Material shown:
....................
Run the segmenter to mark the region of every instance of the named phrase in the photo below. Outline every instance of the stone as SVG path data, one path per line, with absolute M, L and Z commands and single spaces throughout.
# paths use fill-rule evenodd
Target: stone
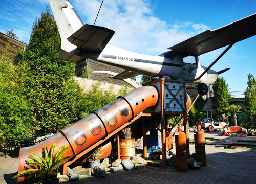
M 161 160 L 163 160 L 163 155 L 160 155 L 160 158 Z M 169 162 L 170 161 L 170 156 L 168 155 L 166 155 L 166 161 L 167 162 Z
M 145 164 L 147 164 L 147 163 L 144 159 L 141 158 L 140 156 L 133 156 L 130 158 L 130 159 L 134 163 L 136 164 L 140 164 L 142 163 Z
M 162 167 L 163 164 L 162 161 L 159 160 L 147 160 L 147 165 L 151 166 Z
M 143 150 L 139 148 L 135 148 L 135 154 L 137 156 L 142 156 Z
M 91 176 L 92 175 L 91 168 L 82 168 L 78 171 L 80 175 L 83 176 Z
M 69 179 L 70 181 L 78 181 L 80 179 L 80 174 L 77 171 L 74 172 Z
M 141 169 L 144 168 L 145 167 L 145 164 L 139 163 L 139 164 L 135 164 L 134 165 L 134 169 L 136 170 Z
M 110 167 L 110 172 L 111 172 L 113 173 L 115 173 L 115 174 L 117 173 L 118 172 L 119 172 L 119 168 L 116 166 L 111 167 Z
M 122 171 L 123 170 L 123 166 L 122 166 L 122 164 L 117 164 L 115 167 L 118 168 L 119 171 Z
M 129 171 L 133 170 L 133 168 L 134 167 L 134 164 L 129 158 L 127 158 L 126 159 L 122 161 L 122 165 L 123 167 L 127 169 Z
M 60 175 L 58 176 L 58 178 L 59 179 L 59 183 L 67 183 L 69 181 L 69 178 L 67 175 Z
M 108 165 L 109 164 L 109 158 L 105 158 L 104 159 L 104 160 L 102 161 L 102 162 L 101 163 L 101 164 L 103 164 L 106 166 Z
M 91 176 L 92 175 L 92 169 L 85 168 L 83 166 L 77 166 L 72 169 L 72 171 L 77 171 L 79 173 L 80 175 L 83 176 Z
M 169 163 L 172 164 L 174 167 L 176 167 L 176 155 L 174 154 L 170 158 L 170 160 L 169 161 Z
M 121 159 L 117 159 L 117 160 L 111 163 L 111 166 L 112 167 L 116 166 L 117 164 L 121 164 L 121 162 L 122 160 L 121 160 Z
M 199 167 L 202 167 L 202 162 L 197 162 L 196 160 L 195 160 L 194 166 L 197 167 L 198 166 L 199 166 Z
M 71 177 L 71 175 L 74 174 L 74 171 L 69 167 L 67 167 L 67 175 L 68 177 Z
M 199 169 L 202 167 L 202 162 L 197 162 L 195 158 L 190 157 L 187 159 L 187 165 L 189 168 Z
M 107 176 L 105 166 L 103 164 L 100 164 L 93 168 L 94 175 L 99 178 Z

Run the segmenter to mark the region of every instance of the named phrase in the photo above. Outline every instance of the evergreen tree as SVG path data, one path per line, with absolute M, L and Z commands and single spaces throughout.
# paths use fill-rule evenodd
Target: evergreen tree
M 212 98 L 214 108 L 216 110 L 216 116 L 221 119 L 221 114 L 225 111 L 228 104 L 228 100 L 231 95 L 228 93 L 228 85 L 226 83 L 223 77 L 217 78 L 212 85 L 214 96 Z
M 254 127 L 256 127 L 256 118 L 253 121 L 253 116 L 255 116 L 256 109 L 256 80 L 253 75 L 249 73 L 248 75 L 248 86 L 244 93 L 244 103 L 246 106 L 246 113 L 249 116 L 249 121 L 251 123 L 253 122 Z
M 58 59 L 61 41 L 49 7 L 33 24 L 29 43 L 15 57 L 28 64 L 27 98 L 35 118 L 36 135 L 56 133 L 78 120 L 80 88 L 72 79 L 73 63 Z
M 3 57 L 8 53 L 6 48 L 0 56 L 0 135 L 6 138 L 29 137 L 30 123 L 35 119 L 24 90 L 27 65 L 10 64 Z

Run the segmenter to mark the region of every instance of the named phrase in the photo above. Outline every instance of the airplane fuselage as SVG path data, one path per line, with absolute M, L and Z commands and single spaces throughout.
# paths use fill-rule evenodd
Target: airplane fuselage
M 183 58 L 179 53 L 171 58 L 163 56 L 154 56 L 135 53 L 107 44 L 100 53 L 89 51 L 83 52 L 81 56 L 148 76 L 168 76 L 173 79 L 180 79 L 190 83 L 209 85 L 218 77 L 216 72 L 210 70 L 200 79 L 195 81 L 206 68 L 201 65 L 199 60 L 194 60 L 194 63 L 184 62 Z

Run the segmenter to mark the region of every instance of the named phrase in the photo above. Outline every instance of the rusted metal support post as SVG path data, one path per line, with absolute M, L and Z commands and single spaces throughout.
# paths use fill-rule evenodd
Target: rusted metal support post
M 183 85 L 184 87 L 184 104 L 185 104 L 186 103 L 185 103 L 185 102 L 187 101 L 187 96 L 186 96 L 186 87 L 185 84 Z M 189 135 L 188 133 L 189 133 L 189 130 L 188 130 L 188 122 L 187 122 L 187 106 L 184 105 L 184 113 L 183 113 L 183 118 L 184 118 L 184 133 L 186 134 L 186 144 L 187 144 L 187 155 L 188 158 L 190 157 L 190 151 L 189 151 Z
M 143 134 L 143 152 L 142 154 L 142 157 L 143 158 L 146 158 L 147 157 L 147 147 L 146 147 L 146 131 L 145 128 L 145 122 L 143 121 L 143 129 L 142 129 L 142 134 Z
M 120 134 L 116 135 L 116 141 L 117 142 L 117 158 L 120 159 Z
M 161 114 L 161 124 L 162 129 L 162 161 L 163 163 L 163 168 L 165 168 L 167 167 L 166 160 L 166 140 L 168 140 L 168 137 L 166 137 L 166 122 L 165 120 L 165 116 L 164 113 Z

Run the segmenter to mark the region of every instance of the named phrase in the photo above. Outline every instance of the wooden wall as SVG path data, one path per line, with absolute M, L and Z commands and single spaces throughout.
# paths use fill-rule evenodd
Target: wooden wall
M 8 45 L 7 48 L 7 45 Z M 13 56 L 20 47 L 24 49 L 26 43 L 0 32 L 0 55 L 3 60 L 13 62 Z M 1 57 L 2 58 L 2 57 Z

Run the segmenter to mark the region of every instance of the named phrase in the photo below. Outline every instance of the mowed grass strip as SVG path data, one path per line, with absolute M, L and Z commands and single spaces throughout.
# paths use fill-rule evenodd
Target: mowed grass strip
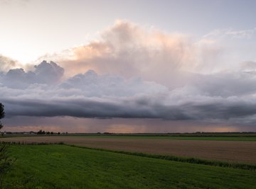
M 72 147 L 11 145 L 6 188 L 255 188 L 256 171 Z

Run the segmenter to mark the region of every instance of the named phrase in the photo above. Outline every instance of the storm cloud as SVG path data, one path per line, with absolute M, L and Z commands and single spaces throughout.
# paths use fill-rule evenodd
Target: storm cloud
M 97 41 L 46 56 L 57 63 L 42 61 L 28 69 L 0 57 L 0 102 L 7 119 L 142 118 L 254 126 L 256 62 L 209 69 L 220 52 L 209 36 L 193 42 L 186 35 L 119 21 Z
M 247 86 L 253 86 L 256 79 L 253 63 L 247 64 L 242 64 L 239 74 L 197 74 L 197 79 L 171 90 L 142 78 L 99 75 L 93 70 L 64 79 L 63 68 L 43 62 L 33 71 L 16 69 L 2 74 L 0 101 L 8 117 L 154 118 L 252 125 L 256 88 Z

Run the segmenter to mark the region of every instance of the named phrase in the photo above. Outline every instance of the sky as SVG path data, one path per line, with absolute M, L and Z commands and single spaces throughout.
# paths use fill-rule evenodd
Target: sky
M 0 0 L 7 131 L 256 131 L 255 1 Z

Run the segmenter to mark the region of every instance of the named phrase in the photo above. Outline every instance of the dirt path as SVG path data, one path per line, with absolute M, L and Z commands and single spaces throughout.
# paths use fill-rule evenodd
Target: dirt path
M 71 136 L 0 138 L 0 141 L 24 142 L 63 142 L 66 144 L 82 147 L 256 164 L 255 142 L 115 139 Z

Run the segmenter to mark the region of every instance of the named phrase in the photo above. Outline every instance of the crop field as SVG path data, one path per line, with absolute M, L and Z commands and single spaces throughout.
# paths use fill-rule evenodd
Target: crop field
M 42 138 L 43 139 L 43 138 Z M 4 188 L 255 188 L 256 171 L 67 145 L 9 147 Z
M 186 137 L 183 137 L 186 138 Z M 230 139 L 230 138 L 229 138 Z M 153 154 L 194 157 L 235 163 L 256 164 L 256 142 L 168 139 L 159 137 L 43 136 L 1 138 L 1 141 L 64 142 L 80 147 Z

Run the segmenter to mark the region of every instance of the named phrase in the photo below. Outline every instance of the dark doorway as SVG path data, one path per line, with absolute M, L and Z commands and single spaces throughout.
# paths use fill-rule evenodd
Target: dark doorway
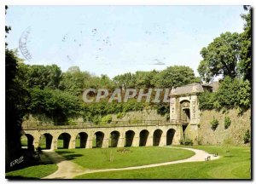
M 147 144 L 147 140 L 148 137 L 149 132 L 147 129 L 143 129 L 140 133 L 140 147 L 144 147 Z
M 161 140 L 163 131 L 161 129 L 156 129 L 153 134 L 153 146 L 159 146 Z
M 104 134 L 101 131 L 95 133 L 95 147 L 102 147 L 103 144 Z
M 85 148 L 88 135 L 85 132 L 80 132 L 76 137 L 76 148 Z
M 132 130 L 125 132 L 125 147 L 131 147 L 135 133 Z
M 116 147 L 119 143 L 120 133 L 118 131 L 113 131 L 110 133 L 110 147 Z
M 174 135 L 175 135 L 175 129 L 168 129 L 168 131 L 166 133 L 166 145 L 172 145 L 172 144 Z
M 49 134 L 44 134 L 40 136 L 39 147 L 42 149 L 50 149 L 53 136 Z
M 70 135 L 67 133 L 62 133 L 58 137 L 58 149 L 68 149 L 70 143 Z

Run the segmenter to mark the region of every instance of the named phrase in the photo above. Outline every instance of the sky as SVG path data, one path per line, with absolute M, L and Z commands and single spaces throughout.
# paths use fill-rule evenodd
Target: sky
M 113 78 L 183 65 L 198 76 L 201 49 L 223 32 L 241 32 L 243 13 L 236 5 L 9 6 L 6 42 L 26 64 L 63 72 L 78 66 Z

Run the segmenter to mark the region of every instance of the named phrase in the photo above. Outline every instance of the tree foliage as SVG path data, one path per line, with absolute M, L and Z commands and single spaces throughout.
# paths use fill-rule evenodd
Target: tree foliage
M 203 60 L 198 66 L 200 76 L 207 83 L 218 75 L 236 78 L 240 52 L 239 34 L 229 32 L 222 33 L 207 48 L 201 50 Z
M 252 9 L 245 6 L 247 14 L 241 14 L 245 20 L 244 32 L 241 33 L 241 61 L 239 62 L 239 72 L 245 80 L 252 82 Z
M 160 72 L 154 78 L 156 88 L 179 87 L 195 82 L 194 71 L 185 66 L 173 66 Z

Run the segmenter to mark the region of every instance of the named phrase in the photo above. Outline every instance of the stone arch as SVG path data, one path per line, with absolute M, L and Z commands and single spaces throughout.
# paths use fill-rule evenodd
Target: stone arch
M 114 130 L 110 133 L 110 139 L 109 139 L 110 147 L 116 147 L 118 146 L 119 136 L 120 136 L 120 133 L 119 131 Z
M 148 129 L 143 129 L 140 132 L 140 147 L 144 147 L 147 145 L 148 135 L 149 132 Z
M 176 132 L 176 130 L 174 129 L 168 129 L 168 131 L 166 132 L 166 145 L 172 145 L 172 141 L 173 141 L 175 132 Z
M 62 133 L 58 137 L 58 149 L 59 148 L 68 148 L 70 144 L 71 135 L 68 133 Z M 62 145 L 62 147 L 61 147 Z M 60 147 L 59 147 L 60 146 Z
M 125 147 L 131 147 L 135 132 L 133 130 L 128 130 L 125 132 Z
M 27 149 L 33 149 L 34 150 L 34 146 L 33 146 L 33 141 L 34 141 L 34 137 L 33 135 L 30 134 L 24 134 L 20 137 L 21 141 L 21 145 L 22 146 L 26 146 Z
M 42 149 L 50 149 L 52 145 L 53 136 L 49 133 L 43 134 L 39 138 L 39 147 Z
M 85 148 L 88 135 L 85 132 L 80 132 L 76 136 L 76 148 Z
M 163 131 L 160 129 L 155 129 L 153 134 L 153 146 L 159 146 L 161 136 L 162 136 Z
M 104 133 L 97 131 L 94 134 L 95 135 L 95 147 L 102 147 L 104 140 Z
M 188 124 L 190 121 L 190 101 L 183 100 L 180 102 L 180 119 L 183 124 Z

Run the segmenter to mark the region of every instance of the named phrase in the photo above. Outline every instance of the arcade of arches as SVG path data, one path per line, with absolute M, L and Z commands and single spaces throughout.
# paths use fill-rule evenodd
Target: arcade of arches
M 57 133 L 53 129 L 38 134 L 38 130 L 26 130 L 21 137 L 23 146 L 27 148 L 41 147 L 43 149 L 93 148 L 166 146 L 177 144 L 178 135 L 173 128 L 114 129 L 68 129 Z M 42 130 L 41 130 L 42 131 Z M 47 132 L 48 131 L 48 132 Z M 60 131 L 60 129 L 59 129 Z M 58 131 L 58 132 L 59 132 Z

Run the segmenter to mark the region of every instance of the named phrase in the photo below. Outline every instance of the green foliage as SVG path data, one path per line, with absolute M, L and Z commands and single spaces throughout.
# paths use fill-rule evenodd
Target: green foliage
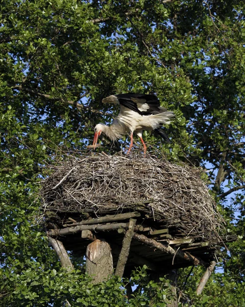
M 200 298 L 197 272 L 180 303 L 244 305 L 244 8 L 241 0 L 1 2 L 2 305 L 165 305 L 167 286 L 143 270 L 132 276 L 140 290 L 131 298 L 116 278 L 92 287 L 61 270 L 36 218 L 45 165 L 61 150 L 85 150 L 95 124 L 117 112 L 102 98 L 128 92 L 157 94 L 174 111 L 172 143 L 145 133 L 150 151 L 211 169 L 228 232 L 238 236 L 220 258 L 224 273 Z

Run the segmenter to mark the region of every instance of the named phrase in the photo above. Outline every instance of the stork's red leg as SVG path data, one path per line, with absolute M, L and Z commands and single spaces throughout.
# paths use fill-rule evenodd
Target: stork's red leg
....................
Set problem: Recast the records starting at the line containing "of the wooden" and ending at the line containing "M 247 86 L 253" as a two-column CSV with the columns text and mask_paths, one row per record. Put each record's text and its answer in a single quoted field with line breaks replaced by spaces, and leave out the pictures.

Expected answer:
text,mask_paths
"Run the segmenter to mark the region of every instance of the named phrase in the photo above. Outline every instance of the wooden wall as SVG path data, one path per line, with absolute M, L and Z commands and single spaces throughout. # paths use fill-rule evenodd Target: wooden wall","M 8 45 L 7 48 L 7 45 Z M 13 56 L 20 47 L 24 49 L 26 43 L 0 32 L 0 55 L 3 60 L 13 62 Z M 1 57 L 2 58 L 2 57 Z"
"Run the segmenter to mark the region of every instance of the named phrase in the photo below. Outline every instance of the mowed grass strip as SVG path data, one path per line, with absolute M, L and Z commands and single spaces throughout. # paths use fill-rule evenodd Target: mowed grass strip","M 72 147 L 11 145 L 6 188 L 255 188 L 256 171 Z"
"Run the segmenter to mark the region of every instance of the named phrase in the photo above. Outline every instance of the storm cloud as SVG path data, one path per line, with absolute M, L and Z commands and single spaces throughout. # paths use fill-rule evenodd Target: storm cloud","M 97 41 L 46 56 L 57 63 L 42 61 L 28 69 L 0 57 L 0 102 L 7 119 L 142 118 L 254 126 L 256 62 L 209 69 L 220 52 L 209 36 L 193 42 L 186 35 L 119 21 Z M 247 86 L 253 86 L 256 79 L 253 63 L 247 64 L 242 64 L 239 74 L 197 74 L 197 79 L 171 90 L 142 78 L 99 75 L 93 70 L 64 79 L 63 68 L 43 62 L 33 71 L 16 69 L 2 74 L 0 101 L 8 117 L 154 118 L 252 125 L 256 88 Z"